# Things to do
1. In the passage on the Johannine Writings, through whom is communion with God always effected in the Gospel?
2. Return every line of the records that contains the string "poles", treating uppercase and lowercase as different.

# Passage to read
The First Epistle of John speaks in most beautiful language of what is
at the heart of religion, communion with God. In the Gospel, since it
is assumed that God is separated from the world, this communion is
always effected through Jesus, who says, for example, in xvii. 23, "I
in them, and thou in me"; according to the Epistle, man himself,
without a mediator, feels that God is in him and that he is in God (p.
209 f.). This mysticism, the intenseness of which remains, whether it
consist in a feeling of union with God, or with Christ, is something
peculiar to the Johannine Writings. Nowhere else in the New Testament
has it so profound a meaning; in most cases, indeed, the gap between
man and God, and man and Christ, is represented as being so great that
the writers cannot imagine any such union. In the Johannine Writings
the idea at the same time serves in a valuable way to counter balance
the emphasis laid on knowledge, and thus assigns the feelings the place
that rightfully belongs to them in religion.

# Recorded information
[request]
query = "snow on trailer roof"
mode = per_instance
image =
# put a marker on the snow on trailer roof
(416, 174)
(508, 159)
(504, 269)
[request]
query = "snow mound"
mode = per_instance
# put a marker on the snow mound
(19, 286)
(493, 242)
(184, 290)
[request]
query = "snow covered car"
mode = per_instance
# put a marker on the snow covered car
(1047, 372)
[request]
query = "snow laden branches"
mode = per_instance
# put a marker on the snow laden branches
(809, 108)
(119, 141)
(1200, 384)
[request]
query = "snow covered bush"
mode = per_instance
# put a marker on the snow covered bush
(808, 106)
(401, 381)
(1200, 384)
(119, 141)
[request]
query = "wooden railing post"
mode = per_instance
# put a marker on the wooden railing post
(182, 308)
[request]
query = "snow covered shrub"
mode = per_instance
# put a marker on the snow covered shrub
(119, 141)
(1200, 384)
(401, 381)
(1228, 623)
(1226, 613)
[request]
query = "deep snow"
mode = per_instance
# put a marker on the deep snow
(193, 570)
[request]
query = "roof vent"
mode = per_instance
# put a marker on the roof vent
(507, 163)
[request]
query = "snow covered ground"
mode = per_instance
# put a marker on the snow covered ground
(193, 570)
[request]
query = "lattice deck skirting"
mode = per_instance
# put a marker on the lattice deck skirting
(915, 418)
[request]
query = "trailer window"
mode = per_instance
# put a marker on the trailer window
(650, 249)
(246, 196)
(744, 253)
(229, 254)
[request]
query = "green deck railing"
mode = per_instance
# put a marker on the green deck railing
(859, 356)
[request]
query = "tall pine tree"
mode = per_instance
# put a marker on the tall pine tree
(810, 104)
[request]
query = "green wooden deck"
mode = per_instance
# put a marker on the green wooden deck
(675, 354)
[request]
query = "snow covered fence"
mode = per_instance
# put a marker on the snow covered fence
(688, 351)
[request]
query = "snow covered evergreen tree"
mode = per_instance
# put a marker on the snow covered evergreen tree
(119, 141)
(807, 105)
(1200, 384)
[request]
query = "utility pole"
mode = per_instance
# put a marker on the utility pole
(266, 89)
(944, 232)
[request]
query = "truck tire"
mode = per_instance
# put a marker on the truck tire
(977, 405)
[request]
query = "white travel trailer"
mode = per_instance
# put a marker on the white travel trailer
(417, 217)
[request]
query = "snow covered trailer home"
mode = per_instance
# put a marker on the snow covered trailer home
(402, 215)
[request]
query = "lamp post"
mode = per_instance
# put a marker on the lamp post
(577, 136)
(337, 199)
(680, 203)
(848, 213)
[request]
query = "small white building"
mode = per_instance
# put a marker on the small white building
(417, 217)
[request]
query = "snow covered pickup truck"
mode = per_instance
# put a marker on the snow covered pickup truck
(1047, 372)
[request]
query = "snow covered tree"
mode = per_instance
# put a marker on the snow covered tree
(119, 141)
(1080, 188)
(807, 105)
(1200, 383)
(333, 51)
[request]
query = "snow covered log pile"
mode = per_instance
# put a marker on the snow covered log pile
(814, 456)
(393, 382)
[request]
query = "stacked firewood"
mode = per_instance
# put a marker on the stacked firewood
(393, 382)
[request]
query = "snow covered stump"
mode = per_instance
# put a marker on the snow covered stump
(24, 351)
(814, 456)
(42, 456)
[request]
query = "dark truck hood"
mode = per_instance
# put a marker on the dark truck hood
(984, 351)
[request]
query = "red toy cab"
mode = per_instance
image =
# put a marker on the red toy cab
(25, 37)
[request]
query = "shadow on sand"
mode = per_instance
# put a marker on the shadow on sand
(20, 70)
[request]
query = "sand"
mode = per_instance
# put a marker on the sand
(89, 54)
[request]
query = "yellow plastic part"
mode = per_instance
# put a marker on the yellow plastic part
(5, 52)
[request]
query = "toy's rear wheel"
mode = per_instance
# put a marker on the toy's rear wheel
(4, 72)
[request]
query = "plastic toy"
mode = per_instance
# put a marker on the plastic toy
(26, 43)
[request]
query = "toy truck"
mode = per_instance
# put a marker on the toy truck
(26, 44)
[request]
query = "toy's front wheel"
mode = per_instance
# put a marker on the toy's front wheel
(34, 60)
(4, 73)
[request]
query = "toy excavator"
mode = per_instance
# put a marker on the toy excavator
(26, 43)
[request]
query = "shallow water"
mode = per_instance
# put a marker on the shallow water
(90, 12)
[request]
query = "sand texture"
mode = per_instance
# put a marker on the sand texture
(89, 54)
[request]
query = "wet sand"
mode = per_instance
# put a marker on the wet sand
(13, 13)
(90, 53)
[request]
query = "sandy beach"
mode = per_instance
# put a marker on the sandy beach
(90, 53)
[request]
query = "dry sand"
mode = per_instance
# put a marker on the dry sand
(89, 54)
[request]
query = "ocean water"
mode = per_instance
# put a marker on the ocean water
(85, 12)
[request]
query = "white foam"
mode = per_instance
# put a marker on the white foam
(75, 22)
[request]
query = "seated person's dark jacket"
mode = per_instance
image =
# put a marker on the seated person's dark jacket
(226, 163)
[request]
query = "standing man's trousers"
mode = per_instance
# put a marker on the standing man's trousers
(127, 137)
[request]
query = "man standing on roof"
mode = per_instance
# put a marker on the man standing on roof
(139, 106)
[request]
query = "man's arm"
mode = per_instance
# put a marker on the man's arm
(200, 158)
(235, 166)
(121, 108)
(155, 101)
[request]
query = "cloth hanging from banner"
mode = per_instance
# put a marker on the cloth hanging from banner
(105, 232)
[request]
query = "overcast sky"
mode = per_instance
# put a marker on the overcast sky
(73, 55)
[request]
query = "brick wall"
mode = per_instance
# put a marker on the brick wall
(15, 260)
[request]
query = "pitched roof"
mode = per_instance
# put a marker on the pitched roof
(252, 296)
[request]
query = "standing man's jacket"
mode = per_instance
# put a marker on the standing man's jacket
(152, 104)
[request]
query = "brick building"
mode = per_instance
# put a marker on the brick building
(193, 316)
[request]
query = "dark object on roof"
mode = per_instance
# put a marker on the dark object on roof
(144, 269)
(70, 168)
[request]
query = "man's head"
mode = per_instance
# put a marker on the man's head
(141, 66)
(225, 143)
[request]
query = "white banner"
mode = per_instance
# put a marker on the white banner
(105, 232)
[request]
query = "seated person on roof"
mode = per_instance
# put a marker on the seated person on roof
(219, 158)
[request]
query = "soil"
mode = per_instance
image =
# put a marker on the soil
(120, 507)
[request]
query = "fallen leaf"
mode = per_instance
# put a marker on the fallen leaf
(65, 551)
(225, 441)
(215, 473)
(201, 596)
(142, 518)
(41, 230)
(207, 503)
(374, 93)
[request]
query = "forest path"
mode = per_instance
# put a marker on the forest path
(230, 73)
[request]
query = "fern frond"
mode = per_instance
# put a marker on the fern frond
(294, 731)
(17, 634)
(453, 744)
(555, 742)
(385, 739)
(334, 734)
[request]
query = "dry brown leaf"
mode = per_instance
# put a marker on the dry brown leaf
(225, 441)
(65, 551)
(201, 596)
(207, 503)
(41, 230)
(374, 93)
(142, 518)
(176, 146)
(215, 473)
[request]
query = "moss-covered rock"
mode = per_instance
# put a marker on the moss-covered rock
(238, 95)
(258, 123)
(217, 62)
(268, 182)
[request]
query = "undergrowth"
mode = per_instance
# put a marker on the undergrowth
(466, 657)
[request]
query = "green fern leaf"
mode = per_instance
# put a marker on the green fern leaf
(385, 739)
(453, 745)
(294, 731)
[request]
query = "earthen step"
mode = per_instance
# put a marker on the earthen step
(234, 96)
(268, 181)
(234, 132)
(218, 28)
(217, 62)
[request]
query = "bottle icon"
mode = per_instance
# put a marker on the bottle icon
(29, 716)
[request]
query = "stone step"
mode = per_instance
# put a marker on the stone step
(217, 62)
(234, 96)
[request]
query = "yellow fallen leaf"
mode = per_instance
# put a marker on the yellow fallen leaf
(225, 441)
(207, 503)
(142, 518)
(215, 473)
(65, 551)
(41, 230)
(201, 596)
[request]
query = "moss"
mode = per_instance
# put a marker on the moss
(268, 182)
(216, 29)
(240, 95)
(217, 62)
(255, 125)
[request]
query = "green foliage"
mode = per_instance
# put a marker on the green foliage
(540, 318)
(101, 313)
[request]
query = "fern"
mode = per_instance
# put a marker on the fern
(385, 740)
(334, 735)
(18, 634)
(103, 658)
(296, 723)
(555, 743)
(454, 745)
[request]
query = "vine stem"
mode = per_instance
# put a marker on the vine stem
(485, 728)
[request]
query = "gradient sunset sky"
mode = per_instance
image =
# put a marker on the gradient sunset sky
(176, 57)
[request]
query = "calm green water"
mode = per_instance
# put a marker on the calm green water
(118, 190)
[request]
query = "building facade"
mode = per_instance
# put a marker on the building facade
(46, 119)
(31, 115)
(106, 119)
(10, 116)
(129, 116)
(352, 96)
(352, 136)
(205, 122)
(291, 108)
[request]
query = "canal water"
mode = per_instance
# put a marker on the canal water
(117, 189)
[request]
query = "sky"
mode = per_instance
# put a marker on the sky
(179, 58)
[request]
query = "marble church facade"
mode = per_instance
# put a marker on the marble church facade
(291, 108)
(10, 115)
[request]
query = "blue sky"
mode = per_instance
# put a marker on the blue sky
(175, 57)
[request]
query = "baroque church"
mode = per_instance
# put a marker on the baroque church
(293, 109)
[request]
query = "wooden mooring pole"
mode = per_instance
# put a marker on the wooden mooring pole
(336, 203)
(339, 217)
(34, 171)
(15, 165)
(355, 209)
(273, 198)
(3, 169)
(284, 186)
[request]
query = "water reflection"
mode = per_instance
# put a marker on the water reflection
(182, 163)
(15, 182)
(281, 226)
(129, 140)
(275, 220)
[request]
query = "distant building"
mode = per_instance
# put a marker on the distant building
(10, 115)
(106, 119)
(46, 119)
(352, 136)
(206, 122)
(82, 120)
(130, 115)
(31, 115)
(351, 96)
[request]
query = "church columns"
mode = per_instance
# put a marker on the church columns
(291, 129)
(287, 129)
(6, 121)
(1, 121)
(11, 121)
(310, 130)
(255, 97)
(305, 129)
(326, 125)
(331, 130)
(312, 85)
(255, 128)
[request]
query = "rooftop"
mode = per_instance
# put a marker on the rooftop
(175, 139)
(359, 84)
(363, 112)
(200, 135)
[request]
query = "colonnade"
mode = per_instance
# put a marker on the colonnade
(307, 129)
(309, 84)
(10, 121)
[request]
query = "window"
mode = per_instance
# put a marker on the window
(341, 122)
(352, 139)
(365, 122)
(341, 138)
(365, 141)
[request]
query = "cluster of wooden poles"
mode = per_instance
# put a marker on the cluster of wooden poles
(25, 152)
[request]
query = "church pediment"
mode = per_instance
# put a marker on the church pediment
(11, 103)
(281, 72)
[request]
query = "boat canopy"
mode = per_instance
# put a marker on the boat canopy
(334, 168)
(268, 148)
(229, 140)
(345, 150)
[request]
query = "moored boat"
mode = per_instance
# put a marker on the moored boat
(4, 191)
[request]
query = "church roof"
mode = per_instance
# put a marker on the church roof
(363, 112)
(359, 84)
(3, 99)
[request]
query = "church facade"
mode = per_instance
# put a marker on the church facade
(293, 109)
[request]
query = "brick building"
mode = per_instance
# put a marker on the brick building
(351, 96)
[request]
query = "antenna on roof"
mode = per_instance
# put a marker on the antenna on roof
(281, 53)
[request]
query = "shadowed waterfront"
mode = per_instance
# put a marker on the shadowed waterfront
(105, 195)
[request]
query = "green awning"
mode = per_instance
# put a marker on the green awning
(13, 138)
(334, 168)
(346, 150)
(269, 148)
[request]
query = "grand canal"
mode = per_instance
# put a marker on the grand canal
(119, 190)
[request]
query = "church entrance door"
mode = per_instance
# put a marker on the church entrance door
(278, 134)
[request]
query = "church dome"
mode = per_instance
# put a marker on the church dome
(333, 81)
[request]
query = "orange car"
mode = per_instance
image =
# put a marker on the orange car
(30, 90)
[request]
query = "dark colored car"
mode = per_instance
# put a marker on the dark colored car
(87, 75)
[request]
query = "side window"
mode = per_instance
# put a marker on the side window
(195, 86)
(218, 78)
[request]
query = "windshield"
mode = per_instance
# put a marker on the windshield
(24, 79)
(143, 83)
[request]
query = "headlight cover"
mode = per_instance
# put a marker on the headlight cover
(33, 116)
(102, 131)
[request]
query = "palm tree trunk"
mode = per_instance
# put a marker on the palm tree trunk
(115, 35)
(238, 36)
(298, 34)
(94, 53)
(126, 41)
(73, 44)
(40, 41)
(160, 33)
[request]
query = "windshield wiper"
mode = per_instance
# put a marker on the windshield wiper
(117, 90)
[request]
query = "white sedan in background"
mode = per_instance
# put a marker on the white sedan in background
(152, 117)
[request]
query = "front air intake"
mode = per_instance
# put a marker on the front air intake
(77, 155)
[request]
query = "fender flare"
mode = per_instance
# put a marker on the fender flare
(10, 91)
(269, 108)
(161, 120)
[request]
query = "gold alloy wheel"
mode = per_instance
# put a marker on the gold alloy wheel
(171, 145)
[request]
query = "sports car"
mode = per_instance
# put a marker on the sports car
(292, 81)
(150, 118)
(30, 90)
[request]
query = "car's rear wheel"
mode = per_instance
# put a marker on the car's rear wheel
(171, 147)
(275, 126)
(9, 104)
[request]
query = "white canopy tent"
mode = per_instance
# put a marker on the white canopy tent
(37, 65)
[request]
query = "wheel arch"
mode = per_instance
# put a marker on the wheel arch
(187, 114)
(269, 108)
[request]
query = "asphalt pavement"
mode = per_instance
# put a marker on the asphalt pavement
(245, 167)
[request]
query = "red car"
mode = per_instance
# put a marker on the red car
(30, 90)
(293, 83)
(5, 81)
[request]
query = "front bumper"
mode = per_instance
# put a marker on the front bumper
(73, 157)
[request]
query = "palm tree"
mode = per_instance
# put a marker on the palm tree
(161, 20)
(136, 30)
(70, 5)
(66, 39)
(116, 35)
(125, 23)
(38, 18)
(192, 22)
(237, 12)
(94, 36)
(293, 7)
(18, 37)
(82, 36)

# Final results
1. Through Jesus.

2.
query = "cluster of wooden poles"
# put a marker on the cluster of wooden poles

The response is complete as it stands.